GIVEN PASSAGE:
**********

Saddam's ruthless regime stays in power.

In domestic politics, a "Who lost Iraq?" faction emerges to blame so-called "appeasers" for every subsequent misfortune.
Suppose we invade Iraq, against the express or implied will of the Security Council.
US maintains on the order of 100,000 troops in Iraq indefinitely, taking sporadic casualties ... sometimes in triple digits. The burden is aggravated by developments outside the dotted lines -- downstream regional conflicts (whether incidental or deliberate), loss of allies, demise of peacekeeping institutions, opportunistic thrusts by unrelated actors out-of-region. As a result the familiar all-volunteer, reserve-heavy US force structure becomes unsustainable.

Containment of unchecked US power becomes a widely shared concern. China, France, Russia and others gain stature (and economic clout) as preferred strategic partners and defense vendors. US loses basing rights, overflight privileges and other military concessions (in nearly 130 nations at present). US air power, sea power and global reach are compromised.

US-friendly factions lose influence everywhere. Noncommitted states become overtly anti-American. Anti-US alliances develop. Terrorists win new state sponsors. US (predictably) resorts to 1960's-style regime puppeteering (with predictable blowback). Military factions gain influence, some develop into dictatorships, and some of those become Saddam clones.

With the US isolated, Israel is isolated by proxy. Postwar domestic reaction and overextended defense programs may make US an ally in name only.

**********

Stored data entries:
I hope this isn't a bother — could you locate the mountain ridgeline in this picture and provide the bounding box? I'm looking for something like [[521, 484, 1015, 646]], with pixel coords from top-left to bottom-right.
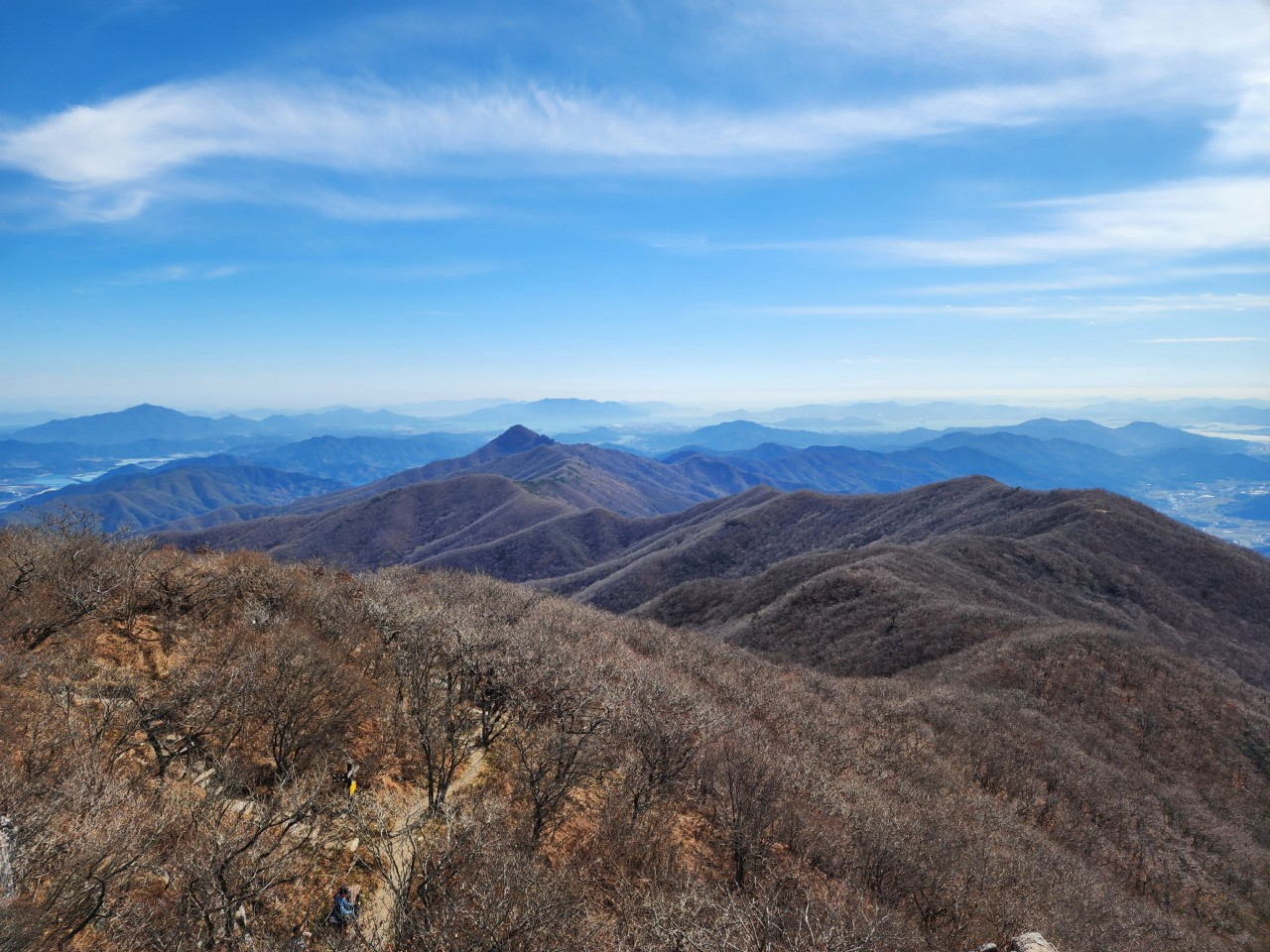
[[0, 459, 1270, 952]]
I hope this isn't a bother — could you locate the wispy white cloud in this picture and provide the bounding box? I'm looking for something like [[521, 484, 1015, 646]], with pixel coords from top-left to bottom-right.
[[726, 0, 1270, 86], [909, 264, 1270, 295], [733, 295, 1270, 322], [1207, 73, 1270, 163], [0, 78, 1122, 189], [648, 176, 1270, 266], [1143, 337, 1270, 344], [108, 264, 242, 286], [858, 177, 1270, 266]]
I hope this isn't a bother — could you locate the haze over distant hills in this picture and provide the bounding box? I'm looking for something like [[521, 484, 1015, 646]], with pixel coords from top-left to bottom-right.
[[0, 400, 1270, 547]]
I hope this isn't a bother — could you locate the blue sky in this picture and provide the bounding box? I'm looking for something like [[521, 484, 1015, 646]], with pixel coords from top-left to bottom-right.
[[0, 0, 1270, 410]]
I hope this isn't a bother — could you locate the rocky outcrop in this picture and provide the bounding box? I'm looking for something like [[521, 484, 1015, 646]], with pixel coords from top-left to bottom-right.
[[972, 932, 1058, 952], [1006, 932, 1054, 952], [0, 816, 18, 900]]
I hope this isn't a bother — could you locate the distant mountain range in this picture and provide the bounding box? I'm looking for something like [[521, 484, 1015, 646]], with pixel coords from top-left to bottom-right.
[[10, 418, 1270, 542], [160, 473, 1270, 686], [0, 456, 344, 532]]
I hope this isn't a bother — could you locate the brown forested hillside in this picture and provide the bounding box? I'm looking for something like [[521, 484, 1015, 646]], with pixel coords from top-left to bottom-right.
[[0, 521, 1270, 952], [165, 476, 1270, 688]]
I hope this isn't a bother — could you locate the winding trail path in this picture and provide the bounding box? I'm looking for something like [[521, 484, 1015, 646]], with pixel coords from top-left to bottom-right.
[[361, 748, 485, 949]]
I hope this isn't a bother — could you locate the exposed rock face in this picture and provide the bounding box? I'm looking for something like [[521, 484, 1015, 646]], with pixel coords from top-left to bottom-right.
[[1006, 932, 1056, 952], [974, 932, 1058, 952], [0, 816, 18, 900]]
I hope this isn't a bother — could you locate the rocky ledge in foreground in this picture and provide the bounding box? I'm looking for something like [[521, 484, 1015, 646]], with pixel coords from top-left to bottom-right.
[[974, 932, 1058, 952]]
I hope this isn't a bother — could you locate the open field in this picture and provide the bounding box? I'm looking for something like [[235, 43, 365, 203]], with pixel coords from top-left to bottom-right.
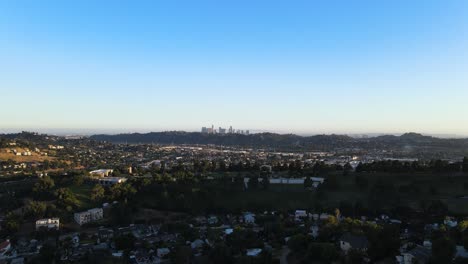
[[134, 173, 468, 215], [0, 148, 55, 162]]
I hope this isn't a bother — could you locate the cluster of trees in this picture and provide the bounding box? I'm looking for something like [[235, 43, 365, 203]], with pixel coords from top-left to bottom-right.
[[356, 157, 468, 173]]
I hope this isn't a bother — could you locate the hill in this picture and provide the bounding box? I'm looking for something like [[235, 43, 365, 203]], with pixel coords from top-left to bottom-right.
[[91, 131, 468, 154]]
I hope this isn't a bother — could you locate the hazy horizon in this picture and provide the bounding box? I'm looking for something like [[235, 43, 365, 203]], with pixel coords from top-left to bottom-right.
[[0, 128, 468, 138], [0, 0, 468, 136]]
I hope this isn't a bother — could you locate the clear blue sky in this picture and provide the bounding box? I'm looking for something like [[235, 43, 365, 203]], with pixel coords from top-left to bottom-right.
[[0, 0, 468, 135]]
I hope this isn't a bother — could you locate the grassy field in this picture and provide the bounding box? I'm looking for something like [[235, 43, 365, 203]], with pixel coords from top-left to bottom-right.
[[201, 173, 468, 215], [70, 183, 99, 210], [0, 148, 55, 162]]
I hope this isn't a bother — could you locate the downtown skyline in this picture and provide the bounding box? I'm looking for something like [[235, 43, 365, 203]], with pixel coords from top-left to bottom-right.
[[0, 1, 468, 136]]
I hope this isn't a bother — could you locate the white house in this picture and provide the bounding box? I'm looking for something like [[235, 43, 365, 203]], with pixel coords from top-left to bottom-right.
[[397, 246, 432, 264], [74, 208, 104, 225], [36, 218, 60, 230], [244, 212, 255, 224], [340, 233, 369, 253], [156, 248, 171, 258], [247, 248, 262, 257], [98, 177, 127, 186], [294, 210, 308, 221], [0, 239, 11, 256], [89, 169, 114, 177]]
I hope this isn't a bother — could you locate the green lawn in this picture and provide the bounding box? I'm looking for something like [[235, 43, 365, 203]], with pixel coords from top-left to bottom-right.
[[70, 183, 99, 210]]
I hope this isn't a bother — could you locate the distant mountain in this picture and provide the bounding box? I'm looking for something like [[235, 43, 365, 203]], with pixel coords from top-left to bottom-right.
[[91, 131, 468, 153]]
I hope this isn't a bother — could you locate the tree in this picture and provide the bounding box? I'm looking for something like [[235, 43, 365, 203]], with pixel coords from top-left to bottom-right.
[[343, 162, 353, 176], [262, 175, 270, 190], [91, 184, 106, 202], [55, 188, 79, 211], [249, 176, 259, 190], [462, 157, 468, 173], [173, 246, 193, 264], [2, 212, 21, 233], [114, 234, 135, 250], [431, 236, 456, 263], [33, 176, 55, 194], [25, 201, 47, 218], [304, 175, 312, 189], [288, 234, 307, 253], [73, 175, 84, 186]]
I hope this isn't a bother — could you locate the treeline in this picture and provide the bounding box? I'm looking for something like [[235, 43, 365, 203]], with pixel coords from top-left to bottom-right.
[[91, 131, 468, 152], [356, 157, 468, 173]]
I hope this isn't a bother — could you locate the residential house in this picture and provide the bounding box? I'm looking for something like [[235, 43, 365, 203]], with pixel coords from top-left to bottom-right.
[[397, 245, 432, 264], [340, 233, 369, 253], [36, 218, 60, 230], [74, 208, 104, 225]]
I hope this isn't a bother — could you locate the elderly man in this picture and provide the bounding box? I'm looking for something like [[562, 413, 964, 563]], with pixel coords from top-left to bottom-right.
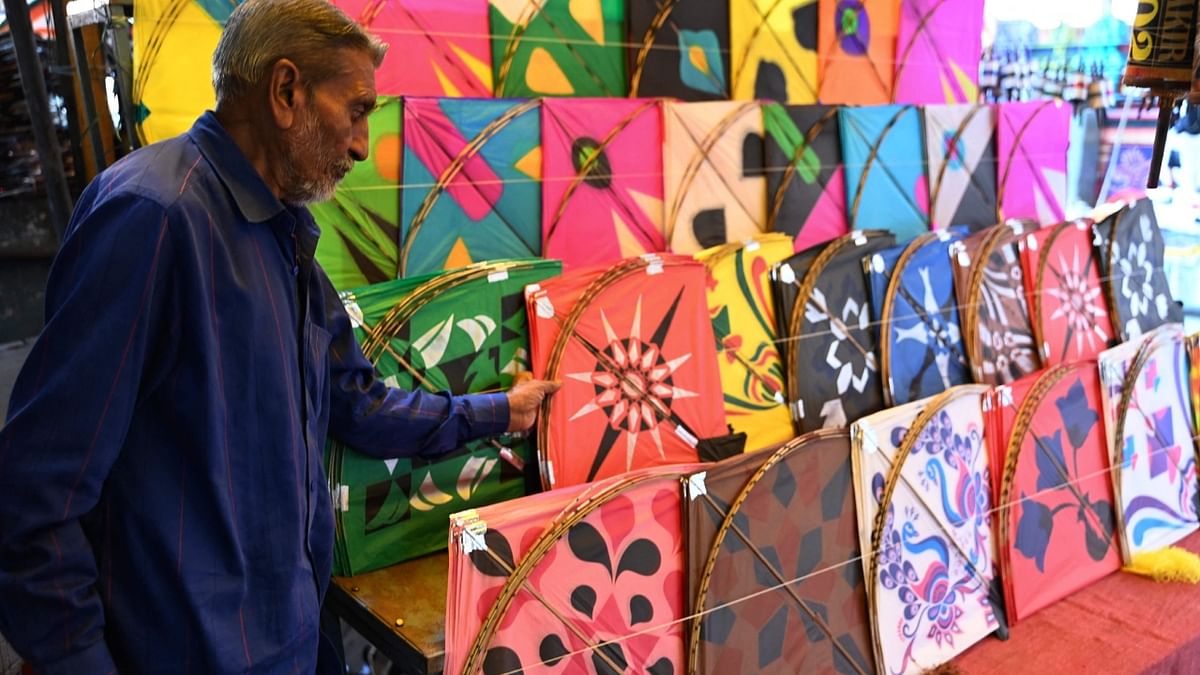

**********

TASK INSTRUCTIONS:
Print the portion of the passage on invading Iraq starting with "Saddam's ruthless regime" and going on through "the Security Council.", reproducing it word for word.

OUTPUT OF THE TASK:
Saddam's ruthless regime stays in power.

In domestic politics, a "Who lost Iraq?" faction emerges to blame so-called "appeasers" for every subsequent misfortune.
Suppose we invade Iraq, against the express or implied will of the Security Council.